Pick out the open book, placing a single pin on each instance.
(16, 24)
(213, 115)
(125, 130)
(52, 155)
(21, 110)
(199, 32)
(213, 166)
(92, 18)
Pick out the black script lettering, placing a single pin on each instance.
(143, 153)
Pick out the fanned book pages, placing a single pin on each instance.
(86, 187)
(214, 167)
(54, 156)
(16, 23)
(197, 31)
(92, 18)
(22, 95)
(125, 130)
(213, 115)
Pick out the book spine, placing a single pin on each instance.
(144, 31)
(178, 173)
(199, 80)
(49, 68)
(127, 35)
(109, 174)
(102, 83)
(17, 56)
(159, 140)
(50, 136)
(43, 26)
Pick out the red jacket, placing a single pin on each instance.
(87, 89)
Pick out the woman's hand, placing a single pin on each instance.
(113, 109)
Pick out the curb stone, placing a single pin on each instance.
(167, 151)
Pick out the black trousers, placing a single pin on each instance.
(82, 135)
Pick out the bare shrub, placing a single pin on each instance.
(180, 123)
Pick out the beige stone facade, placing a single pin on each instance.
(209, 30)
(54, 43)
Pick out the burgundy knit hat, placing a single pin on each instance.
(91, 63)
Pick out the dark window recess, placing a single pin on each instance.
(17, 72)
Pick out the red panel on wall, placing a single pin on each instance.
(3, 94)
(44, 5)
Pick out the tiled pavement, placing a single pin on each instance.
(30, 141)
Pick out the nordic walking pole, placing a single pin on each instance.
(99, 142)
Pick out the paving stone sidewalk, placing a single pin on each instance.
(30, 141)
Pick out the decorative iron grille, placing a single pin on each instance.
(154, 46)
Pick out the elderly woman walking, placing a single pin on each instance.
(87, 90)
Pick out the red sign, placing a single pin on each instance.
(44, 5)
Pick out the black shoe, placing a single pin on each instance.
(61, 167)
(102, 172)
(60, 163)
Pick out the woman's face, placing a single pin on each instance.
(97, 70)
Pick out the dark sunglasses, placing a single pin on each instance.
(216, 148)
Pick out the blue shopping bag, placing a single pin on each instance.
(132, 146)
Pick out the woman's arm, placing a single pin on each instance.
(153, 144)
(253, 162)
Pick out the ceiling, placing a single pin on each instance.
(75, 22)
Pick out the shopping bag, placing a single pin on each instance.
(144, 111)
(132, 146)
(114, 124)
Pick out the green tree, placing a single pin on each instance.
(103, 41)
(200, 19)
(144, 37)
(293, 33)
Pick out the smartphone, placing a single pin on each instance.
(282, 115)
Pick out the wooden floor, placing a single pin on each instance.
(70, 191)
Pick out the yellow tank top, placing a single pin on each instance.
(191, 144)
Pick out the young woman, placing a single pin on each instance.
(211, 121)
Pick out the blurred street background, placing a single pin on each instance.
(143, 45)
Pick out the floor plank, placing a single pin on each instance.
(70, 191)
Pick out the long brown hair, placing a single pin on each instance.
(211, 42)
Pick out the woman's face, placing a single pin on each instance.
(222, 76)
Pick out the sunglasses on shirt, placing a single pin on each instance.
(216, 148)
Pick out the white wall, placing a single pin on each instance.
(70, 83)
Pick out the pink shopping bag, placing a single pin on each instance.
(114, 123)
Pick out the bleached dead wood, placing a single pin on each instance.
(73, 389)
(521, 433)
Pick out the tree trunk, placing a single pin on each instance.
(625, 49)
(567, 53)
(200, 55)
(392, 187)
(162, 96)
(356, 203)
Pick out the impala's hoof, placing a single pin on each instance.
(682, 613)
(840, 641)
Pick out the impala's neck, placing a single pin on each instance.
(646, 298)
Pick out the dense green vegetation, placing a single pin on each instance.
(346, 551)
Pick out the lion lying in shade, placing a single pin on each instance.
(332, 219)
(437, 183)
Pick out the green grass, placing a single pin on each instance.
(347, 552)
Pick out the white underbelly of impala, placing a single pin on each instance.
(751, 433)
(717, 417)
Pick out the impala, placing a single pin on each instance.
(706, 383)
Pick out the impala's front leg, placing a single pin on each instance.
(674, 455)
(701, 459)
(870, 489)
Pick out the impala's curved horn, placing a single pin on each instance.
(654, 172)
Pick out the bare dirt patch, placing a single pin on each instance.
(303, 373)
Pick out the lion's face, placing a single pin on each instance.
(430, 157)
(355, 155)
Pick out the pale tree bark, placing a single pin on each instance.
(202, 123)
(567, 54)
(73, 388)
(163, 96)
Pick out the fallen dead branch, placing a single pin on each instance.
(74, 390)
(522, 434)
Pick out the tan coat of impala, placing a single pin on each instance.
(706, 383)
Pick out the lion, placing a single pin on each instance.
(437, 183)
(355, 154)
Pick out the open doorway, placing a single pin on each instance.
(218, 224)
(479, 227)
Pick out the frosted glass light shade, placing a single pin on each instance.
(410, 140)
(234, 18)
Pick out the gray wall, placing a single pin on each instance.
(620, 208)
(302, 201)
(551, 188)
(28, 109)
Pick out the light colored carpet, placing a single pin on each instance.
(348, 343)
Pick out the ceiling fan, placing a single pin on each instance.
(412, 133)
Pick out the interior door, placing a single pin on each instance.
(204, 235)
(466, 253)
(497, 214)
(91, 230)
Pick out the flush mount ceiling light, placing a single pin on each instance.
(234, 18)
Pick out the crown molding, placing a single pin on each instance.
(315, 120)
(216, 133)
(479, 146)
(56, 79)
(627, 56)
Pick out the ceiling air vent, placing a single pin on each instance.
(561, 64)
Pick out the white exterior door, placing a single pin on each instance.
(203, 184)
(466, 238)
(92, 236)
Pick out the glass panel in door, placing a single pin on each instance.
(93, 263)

········

What to work on: Transcribe exactly the line containing "Pick out the gray" and all remaining lines of the material, ending with the last one.

Answer for the task:
Pick out the gray wall, placing a single pin on each instance.
(620, 208)
(302, 201)
(551, 188)
(28, 109)
Pick out the light colored carpet, placing a single pin on each instance.
(348, 343)
Pick out the ceiling fan, placing a single pin on each instance.
(412, 133)
Pick out the interior door, placing a single pin on each instance.
(204, 235)
(466, 253)
(497, 214)
(91, 230)
Pick out the flush mount ceiling light, placing a single pin on each instance.
(234, 18)
Pick out the crown molding, placing a single pin on each instance.
(315, 120)
(216, 133)
(479, 146)
(56, 79)
(627, 56)
Pick out the ceiling air vent, placing a single pin on each instance.
(561, 64)
Pick out the white exterior door, placing a single pin on each instance.
(203, 184)
(466, 238)
(92, 236)
Pick out the glass panel in door, placing a single pin on each instance.
(93, 263)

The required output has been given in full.